#### [THE PROBLEM]
Copy out every line of the items below that contains the string "background".

#### [RAW DATA]
Start
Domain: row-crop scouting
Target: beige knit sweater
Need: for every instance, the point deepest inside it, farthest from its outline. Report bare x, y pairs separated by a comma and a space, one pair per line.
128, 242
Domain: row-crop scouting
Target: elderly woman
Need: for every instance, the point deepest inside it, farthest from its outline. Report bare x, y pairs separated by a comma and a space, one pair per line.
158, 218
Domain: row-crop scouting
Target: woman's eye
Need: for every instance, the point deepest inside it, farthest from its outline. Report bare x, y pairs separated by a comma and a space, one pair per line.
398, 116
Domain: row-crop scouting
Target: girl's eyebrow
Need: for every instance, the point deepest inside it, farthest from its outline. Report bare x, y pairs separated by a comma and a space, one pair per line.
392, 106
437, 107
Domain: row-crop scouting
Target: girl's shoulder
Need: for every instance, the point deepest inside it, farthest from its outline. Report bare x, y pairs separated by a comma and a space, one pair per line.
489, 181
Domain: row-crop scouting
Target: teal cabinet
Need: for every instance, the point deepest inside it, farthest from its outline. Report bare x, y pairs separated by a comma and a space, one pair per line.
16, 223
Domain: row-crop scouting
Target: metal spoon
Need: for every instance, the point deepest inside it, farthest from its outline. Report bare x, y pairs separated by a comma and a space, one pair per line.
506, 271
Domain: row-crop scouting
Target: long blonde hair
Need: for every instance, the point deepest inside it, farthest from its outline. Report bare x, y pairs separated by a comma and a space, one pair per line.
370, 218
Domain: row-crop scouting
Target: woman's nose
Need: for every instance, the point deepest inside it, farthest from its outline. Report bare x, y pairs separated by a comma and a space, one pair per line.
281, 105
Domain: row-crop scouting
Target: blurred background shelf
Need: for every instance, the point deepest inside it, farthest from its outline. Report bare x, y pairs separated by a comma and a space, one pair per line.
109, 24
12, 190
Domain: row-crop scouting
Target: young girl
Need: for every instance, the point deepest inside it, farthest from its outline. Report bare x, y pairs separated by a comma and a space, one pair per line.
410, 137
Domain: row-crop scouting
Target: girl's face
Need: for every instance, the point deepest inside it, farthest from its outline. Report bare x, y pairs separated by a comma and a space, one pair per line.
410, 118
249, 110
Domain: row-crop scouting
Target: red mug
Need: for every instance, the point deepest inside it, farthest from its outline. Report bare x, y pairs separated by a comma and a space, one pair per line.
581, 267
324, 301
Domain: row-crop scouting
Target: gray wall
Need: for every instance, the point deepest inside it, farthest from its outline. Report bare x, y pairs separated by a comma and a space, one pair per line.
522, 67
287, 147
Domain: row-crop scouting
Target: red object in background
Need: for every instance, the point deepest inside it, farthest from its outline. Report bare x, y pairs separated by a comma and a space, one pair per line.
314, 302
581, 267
End
Start
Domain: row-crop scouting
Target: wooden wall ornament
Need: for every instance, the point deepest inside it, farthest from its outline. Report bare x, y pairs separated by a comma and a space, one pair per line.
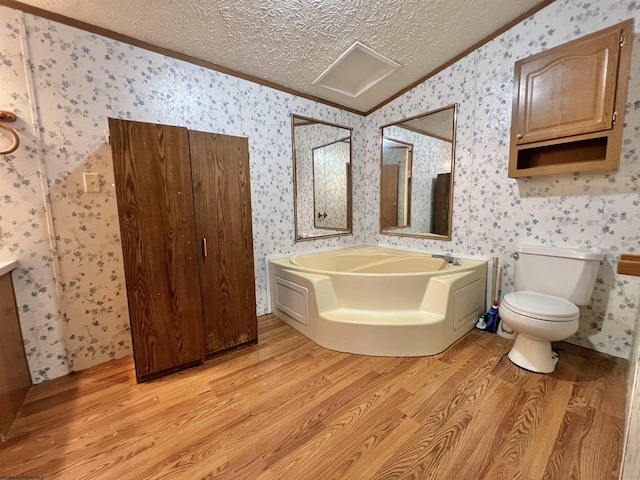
End
Start
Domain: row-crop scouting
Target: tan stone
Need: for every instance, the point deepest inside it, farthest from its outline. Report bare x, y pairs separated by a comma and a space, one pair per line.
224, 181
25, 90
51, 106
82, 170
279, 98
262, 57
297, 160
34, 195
End
#### [ANSWER TO THE PROBLEM]
Target: blurred background shelf
Target: red object in background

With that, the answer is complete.